▶
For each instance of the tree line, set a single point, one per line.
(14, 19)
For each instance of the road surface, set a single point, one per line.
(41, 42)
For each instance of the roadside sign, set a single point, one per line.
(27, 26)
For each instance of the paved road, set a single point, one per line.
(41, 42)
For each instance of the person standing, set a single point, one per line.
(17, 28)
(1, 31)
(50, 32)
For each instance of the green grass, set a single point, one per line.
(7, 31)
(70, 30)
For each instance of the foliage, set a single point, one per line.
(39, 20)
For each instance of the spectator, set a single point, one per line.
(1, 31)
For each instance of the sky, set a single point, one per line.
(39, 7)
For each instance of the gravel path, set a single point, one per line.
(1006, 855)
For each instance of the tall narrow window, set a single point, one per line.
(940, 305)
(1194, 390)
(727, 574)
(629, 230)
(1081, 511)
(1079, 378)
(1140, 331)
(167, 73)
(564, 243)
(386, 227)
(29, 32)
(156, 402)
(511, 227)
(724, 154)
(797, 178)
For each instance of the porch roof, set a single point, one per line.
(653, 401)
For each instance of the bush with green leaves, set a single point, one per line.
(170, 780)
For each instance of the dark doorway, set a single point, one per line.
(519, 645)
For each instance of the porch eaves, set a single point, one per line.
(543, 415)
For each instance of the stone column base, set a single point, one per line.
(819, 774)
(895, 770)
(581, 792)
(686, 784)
◀
Goal
Rewrite all of these lines, requests included, multiplying every point coordinate in the answers by 0.35 and rounding each to a whole number, with halves rounded up. Leave the numbers in the requests unchanged.

Complete answer
For each instance of the tree line, set a single point, one per line.
(5, 7)
For each instance of the road surface, set a single point, one per line.
(14, 15)
For each instance of the roadside sign, set a single point, one per line.
(9, 9)
For each instance of the paved road, set a single point, one per line.
(14, 15)
For each instance of the person standing, set a single point, one per line.
(6, 10)
(0, 11)
(18, 11)
For each instance of the green grass, set a single point, one per line.
(2, 11)
(25, 11)
For each instance of the foliage, set a single point, one per line.
(14, 7)
For each instance of the spectator, set a single point, one per line.
(0, 11)
For each instance of the sky, set a single point, one per line.
(14, 2)
For each instance of the gravel path, set a single point, one per line.
(352, 299)
For each instance of the tall narrow window, set a single point, one per line.
(329, 107)
(418, 137)
(254, 201)
(220, 81)
(378, 179)
(378, 132)
(399, 116)
(58, 26)
(197, 85)
(135, 79)
(10, 11)
(55, 141)
(179, 79)
(253, 54)
(279, 62)
For each instance of the porch roof, set a single point, one per line.
(229, 140)
For each instance of the bush with green leaves, set a single point, one per line.
(60, 273)
For each instance of the dark doorway, set a single point, one per line.
(182, 226)
For each instance of the porch eaves, set a single point, one per line.
(190, 145)
For each instance of the stone column base, set a single point, one per line.
(287, 271)
(313, 270)
(203, 277)
(240, 274)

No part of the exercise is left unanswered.